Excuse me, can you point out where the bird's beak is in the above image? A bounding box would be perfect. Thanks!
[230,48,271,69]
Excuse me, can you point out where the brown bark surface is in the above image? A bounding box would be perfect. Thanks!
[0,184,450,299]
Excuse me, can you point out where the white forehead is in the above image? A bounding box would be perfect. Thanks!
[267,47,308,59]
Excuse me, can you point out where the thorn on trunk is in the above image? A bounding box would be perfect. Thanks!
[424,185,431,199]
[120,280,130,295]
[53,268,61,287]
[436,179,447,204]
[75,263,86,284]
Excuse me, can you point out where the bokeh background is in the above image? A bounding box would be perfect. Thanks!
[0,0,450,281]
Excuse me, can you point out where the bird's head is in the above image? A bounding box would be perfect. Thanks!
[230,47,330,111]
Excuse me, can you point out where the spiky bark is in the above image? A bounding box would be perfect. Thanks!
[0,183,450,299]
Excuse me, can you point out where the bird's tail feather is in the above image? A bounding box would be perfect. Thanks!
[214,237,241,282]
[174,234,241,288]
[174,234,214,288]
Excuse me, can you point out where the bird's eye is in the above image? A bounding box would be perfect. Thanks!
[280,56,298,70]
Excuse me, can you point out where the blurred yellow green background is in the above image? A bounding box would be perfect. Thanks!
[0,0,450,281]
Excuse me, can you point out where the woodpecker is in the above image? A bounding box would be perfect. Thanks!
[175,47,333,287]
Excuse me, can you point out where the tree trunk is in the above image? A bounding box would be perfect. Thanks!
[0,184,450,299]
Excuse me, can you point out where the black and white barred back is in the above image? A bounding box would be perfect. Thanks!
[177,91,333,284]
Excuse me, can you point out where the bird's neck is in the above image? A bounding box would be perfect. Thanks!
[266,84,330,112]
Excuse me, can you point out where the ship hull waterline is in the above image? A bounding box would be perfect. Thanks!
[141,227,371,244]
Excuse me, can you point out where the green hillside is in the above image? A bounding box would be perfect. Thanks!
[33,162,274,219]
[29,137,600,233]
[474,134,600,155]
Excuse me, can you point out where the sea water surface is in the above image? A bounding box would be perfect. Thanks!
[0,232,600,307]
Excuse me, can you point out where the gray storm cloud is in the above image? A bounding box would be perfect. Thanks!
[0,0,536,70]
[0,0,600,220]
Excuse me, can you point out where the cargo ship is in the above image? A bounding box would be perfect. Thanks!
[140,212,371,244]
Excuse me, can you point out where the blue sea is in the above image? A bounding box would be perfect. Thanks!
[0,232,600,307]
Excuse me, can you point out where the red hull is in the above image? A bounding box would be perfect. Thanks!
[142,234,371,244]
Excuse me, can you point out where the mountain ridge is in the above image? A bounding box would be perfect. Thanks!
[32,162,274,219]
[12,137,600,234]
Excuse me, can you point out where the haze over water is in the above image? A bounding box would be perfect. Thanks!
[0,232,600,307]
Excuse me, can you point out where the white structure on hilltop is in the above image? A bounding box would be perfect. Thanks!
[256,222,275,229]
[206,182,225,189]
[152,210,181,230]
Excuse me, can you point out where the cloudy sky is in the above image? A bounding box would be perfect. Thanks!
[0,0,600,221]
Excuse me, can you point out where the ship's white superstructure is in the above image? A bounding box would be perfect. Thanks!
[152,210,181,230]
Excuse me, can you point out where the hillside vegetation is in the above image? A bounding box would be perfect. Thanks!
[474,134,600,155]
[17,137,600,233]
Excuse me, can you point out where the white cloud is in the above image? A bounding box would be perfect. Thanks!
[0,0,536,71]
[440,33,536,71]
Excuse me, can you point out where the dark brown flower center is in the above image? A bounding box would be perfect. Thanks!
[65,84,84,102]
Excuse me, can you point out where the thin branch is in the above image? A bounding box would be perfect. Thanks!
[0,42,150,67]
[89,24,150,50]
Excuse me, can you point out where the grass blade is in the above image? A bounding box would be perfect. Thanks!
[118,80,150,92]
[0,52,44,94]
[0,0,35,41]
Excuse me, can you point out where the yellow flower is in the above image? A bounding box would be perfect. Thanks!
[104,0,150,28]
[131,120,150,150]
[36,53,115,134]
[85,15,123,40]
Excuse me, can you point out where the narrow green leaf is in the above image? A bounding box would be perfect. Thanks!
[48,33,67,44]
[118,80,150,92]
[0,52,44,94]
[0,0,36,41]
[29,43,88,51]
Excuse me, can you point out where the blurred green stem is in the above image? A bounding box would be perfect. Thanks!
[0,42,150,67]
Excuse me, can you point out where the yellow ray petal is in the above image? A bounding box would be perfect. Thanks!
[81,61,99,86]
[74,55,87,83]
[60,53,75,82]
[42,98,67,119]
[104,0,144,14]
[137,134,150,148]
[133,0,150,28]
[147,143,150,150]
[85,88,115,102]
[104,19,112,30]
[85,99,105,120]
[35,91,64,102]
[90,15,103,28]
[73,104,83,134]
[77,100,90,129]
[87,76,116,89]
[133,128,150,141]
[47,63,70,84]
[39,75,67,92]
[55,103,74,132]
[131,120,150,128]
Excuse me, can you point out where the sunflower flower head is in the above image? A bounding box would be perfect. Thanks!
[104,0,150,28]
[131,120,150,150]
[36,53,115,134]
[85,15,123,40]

☆ ☆ ☆ ☆

Identify every line of the records above that contains the word "blurred", and copy each such line in full. Treat matches as case-sensitive.

Exercise response -
Excuse me, can you point out where the blurred yellow green background is in the above image? A bounding box would be perfect. Thanks!
Excuse me, can you point out where the blurred green stem is in the above image? A bounding box would be perfect. Thanks!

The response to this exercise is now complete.